PITCH BLACK - VIN DIESEL CONTRO GLI ALIENI



Pitch Black è la prova che David Twohy, effettivamente, c'aveva ragione: chi fa da sé, fa per tre. Nel senso, siamo nel 1992 ok? Fra le millemila già scartate fino a quel momento, la sua si trova a tanto così da essere la sceneggiatura definitiva di Alien 3.

Peccato che il regista, Vincent Ward, ennesimo fra i millemila avvicendatisi prima di David Fincher, mandò tutto all’aceto. Oh, così è la vita. Comunque. Passano gli anni e Twohy continua a scrivere: Il fuggitivo (The Fugitive), Soldato Jane (GI Jane), persino Waterworld.

Pitch Black è un salto (di successo) nel buio


Morale della favola, ce l’aveva piene a tre quarti di gente che nella migliore delle ipotesi, quando non gliele rimbalzavano direttamente, facevano solo cagnara con la roba scritta da lui. Quindi, più o meno nel 1998, David Twohy decide di farselo direttamente lui il film.

Zero ingerenze. Zero intromissioni. Nessuno che mettesse bocca su niente di niente. Addirittura, all’inizio i produttori erano disposti a mettergli 'na valanga di pecunia in mano, ché volevano e volevano fargli fare un film che andasse a due milioni di petroldollari al minuto.

◆ Voci tratte da un dataset:
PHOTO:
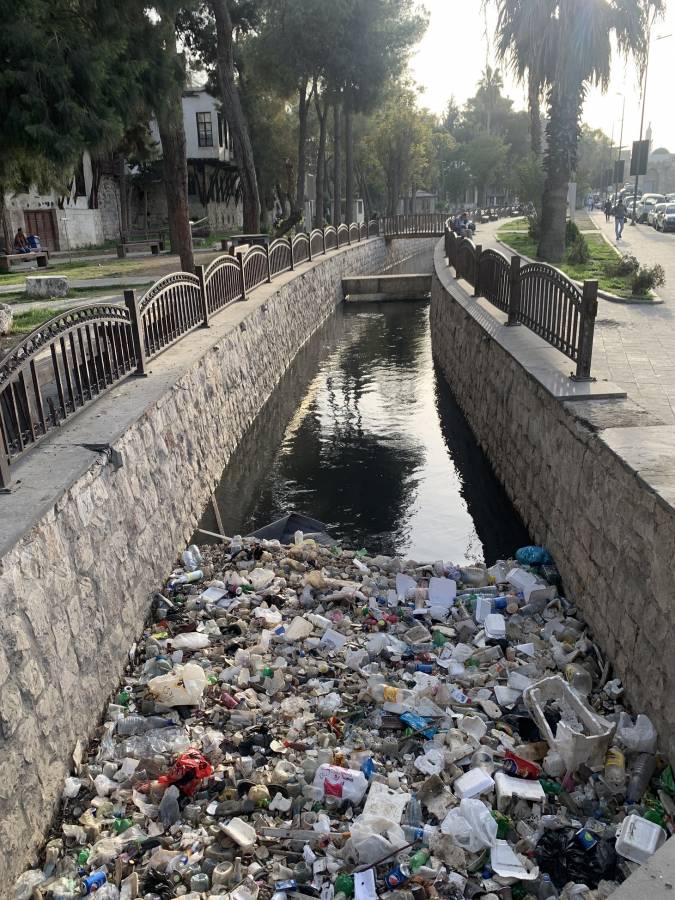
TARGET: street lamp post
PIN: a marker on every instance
(642, 119)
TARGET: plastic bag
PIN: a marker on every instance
(534, 556)
(183, 686)
(470, 825)
(639, 737)
(188, 772)
(561, 856)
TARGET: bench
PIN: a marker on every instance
(236, 240)
(126, 246)
(6, 260)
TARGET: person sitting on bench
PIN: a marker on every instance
(21, 244)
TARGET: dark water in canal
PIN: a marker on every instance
(364, 434)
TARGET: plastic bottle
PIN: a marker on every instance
(640, 776)
(546, 888)
(615, 770)
(419, 859)
(579, 678)
(413, 812)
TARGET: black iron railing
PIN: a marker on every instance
(69, 361)
(536, 295)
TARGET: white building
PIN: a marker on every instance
(89, 213)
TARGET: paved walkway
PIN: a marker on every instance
(634, 343)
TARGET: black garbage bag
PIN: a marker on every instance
(560, 855)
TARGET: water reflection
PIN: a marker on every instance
(363, 433)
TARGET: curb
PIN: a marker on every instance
(604, 295)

◆ Obiettivo dichiarato: Riscrivi il passo del testo su Pitch Black da "Pitch Black è la" fino a "di Alien 3." compreso, sostituendo "sceneggiatura" con "stesura". Questi dati provengono da una fonte diversa.

◆ Soluzione esercizio:
Pitch Black è la prova che David Twohy, effettivamente, c'aveva ragione: chi fa da sé, fa per tre. Nel senso, siamo nel 1992 ok? Fra le millemila già scartate fino a quel momento, la sua si trova a tanto così da essere la stesura definitiva di Alien 3.